**WHAT YOU HAVE TO DO:**
Only a number is required: the count of lines in the material below that contain "emblem".

*** Begin section ***

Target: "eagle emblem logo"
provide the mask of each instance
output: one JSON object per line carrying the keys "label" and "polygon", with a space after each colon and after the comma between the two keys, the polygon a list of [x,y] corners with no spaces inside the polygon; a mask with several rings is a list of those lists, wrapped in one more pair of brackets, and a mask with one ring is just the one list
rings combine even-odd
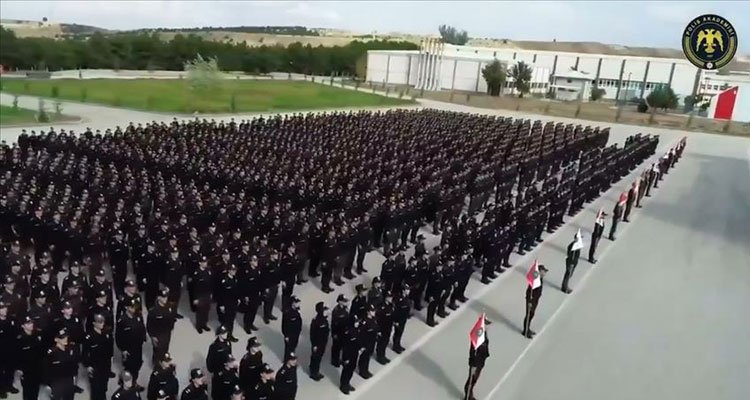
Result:
{"label": "eagle emblem logo", "polygon": [[682,51],[698,68],[723,68],[737,52],[737,32],[725,18],[701,15],[688,23],[682,35]]}

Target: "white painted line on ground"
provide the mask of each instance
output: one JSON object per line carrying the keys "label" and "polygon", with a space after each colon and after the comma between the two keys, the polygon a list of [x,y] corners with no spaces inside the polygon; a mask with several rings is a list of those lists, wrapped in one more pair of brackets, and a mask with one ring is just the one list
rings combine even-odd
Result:
{"label": "white painted line on ground", "polygon": [[[659,157],[661,156],[661,153],[660,153],[659,149],[657,149],[656,155],[658,155]],[[651,158],[653,158],[653,157],[654,156],[652,156]],[[651,158],[646,159],[646,161],[651,160]],[[641,163],[639,165],[639,167],[641,165],[643,165],[644,163],[646,163],[646,161],[644,161],[643,163]],[[627,179],[631,175],[635,175],[637,173],[640,173],[640,170],[638,168],[636,168],[633,172],[631,172],[630,175],[626,176],[623,179]],[[614,188],[614,186],[611,187],[609,190],[612,190],[612,188]],[[609,192],[609,190],[607,190],[607,192]],[[607,192],[605,192],[603,195],[601,195],[598,199],[604,198]],[[573,218],[571,218],[567,222],[565,222],[565,224],[563,226],[561,226],[560,228],[556,229],[554,232],[550,233],[549,236],[545,237],[544,238],[544,242],[542,242],[542,244],[547,243],[548,240],[550,240],[550,239],[554,238],[556,235],[560,234],[560,232],[562,232],[564,230],[563,228],[565,227],[565,225],[571,224],[573,221],[575,221],[576,219],[578,219],[583,214],[582,211],[583,210],[579,211]],[[481,289],[479,289],[473,296],[471,296],[469,298],[469,301],[467,301],[466,303],[464,303],[464,305],[462,305],[458,310],[450,313],[450,315],[448,315],[447,318],[442,319],[440,321],[440,323],[436,327],[430,329],[430,331],[428,333],[426,333],[425,335],[422,335],[422,337],[420,337],[419,340],[417,340],[412,345],[410,345],[403,353],[399,354],[398,357],[392,359],[391,362],[388,365],[386,365],[382,369],[380,369],[377,372],[377,374],[373,375],[372,378],[370,378],[370,379],[362,382],[357,387],[357,391],[356,392],[353,392],[350,395],[344,395],[343,393],[339,393],[339,399],[357,399],[360,396],[362,396],[370,388],[372,388],[377,382],[379,382],[381,379],[383,379],[383,377],[385,377],[388,373],[390,373],[393,368],[395,368],[399,364],[403,363],[404,360],[409,357],[409,355],[411,355],[413,352],[415,352],[420,347],[422,347],[422,345],[424,345],[425,343],[427,343],[428,340],[430,340],[433,336],[435,336],[443,328],[445,328],[446,326],[448,326],[451,320],[457,318],[457,316],[459,314],[463,313],[465,310],[470,309],[471,308],[471,307],[469,307],[470,304],[472,304],[475,301],[479,300],[480,298],[484,297],[484,295],[486,295],[492,289],[494,289],[495,286],[497,286],[499,282],[503,281],[504,279],[507,279],[507,276],[511,275],[511,273],[510,273],[511,269],[514,269],[514,268],[518,267],[519,265],[528,264],[530,262],[530,260],[533,259],[533,257],[537,254],[538,251],[540,251],[540,249],[542,247],[543,246],[536,246],[532,251],[526,252],[526,255],[522,256],[511,268],[507,269],[506,273],[504,273],[503,275],[500,275],[497,279],[495,279],[494,281],[492,281],[492,283],[490,283],[489,285],[484,285],[484,287],[482,287]],[[609,246],[609,247],[611,247],[611,246]],[[609,248],[609,247],[607,247],[607,248]],[[605,249],[605,250],[602,251],[602,255],[606,252],[606,250],[607,249]],[[586,275],[588,275],[588,274],[586,274]],[[585,277],[586,276],[584,276],[584,279],[585,279]],[[583,283],[583,279],[581,280],[581,283]],[[565,302],[563,302],[563,304],[565,304]],[[558,311],[559,311],[559,309],[558,309]],[[553,318],[554,318],[555,314],[553,314]],[[552,318],[550,318],[550,321],[551,320],[552,320]],[[547,322],[547,324],[549,324],[549,321]],[[544,326],[546,326],[547,324],[545,324]],[[544,330],[544,327],[542,327],[542,330],[539,331],[539,333],[541,334],[541,332],[543,330]],[[532,341],[532,343],[533,343],[533,341]],[[521,353],[521,356],[519,356],[519,358],[513,363],[513,365],[511,366],[511,370],[513,369],[513,367],[515,367],[515,365],[518,363],[518,361],[521,359],[521,357],[526,353],[526,351],[528,351],[528,347],[530,347],[530,346],[527,346],[524,349],[524,351]],[[507,375],[508,374],[506,373],[506,376]],[[503,379],[501,379],[500,382],[502,382],[506,378],[506,376],[503,376]],[[497,387],[499,387],[499,384],[498,384]],[[496,390],[496,389],[493,389],[493,391],[494,390]]]}
{"label": "white painted line on ground", "polygon": [[[678,140],[678,141],[679,141],[679,140]],[[674,145],[675,145],[675,144],[676,144],[676,143],[677,143],[678,141],[674,142],[674,143],[672,144],[672,146],[668,146],[667,148],[673,147],[673,146],[674,146]],[[748,149],[748,154],[750,155],[750,149]],[[643,163],[641,163],[640,165],[644,165],[644,164],[645,164],[646,162],[650,162],[650,161],[651,161],[652,159],[654,159],[654,157],[657,157],[656,159],[658,160],[658,159],[659,159],[658,157],[661,157],[661,156],[662,156],[662,153],[660,152],[660,150],[657,150],[657,152],[656,152],[656,153],[655,153],[655,154],[654,154],[653,156],[651,156],[650,158],[646,159],[646,161],[644,161],[644,162],[643,162]],[[750,162],[750,160],[748,160],[748,161]],[[640,166],[640,165],[639,165],[639,166]],[[626,176],[626,177],[625,177],[625,178],[623,178],[623,179],[627,179],[627,178],[629,178],[629,177],[630,177],[631,175],[637,175],[637,174],[638,174],[638,173],[640,173],[640,172],[641,172],[641,171],[640,171],[640,169],[639,169],[639,168],[636,168],[636,169],[635,169],[635,170],[634,170],[633,172],[631,172],[631,173],[630,173],[630,175]],[[662,186],[663,186],[663,184],[662,184]],[[635,216],[636,216],[636,215],[638,215],[638,214],[631,214],[630,220],[631,220],[631,221],[635,220]],[[620,221],[620,222],[622,223],[622,221]],[[622,227],[622,228],[620,229],[620,235],[619,235],[619,236],[622,236],[622,235],[624,234],[624,232],[625,232],[625,231],[626,231],[626,230],[628,229],[628,227],[629,227],[630,225],[632,225],[632,224],[633,224],[633,222],[629,222],[629,223],[627,223],[627,224],[622,224],[622,225],[624,225],[624,226],[623,226],[623,227]],[[606,232],[604,232],[604,233],[602,234],[602,236],[605,236],[605,233],[606,233]],[[583,278],[581,278],[581,280],[580,280],[580,281],[578,282],[578,284],[576,285],[577,287],[579,287],[579,288],[581,288],[581,287],[584,287],[584,286],[585,286],[585,283],[586,283],[586,282],[588,281],[589,277],[590,277],[590,276],[591,276],[591,275],[592,275],[592,274],[594,273],[594,271],[595,271],[595,270],[598,270],[598,269],[601,269],[601,268],[602,268],[602,267],[601,267],[601,265],[602,265],[602,264],[601,264],[602,260],[603,260],[603,259],[604,259],[604,257],[605,257],[605,256],[607,255],[607,253],[609,252],[609,250],[610,250],[611,248],[613,248],[613,247],[614,247],[614,243],[610,244],[609,246],[607,246],[607,248],[605,248],[604,250],[602,250],[601,254],[599,255],[599,259],[598,259],[598,262],[597,262],[597,264],[596,264],[596,265],[599,265],[599,267],[597,268],[597,267],[595,267],[595,266],[592,266],[592,267],[591,267],[591,268],[589,269],[589,271],[588,271],[588,272],[586,272],[586,274],[584,274],[584,275],[583,275]],[[510,367],[508,368],[508,370],[507,370],[507,371],[505,371],[505,374],[503,374],[502,378],[500,378],[500,380],[499,380],[499,381],[497,382],[497,384],[496,384],[496,385],[495,385],[495,386],[494,386],[494,387],[492,388],[492,390],[490,390],[489,394],[487,394],[487,396],[485,397],[485,399],[486,399],[486,400],[491,400],[491,399],[492,399],[492,396],[494,396],[494,395],[495,395],[495,394],[496,394],[496,393],[497,393],[497,392],[498,392],[498,391],[500,390],[500,388],[502,387],[503,383],[505,383],[505,381],[506,381],[506,380],[508,379],[508,377],[509,377],[509,376],[510,376],[510,374],[511,374],[511,373],[513,372],[513,370],[515,370],[515,369],[516,369],[516,367],[517,367],[517,366],[518,366],[518,364],[519,364],[519,363],[521,362],[521,360],[523,359],[523,357],[524,357],[524,356],[526,355],[526,353],[527,353],[527,352],[528,352],[528,351],[529,351],[529,350],[531,349],[531,346],[533,346],[533,345],[534,345],[534,343],[535,343],[535,342],[537,341],[537,339],[536,339],[536,338],[539,338],[539,337],[540,337],[540,336],[542,335],[542,333],[544,333],[544,330],[545,330],[545,329],[547,329],[547,327],[548,327],[548,326],[552,325],[552,323],[553,323],[553,322],[555,321],[555,318],[556,318],[556,317],[557,317],[557,316],[558,316],[558,315],[560,314],[560,312],[561,312],[561,311],[562,311],[562,310],[563,310],[563,309],[565,308],[565,306],[566,306],[566,305],[567,305],[568,303],[570,303],[570,299],[571,299],[571,298],[572,298],[572,296],[567,296],[567,297],[565,297],[565,299],[563,300],[562,304],[560,304],[560,306],[559,306],[559,307],[557,308],[557,310],[555,310],[555,311],[554,311],[554,312],[552,313],[552,316],[550,316],[550,317],[549,317],[549,319],[548,319],[548,320],[547,320],[547,321],[546,321],[546,322],[544,323],[544,325],[542,325],[542,328],[541,328],[541,329],[539,330],[539,332],[537,332],[537,334],[536,334],[536,336],[535,336],[535,339],[532,339],[532,340],[531,340],[531,341],[529,342],[529,344],[528,344],[528,345],[526,345],[526,347],[525,347],[525,348],[523,349],[523,351],[521,352],[521,354],[519,354],[519,355],[518,355],[518,357],[517,357],[517,358],[516,358],[516,360],[515,360],[515,361],[513,362],[513,364],[511,364],[511,366],[510,366]]]}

*** End section ***

**RESPONSE TO THE EXERCISE:**
2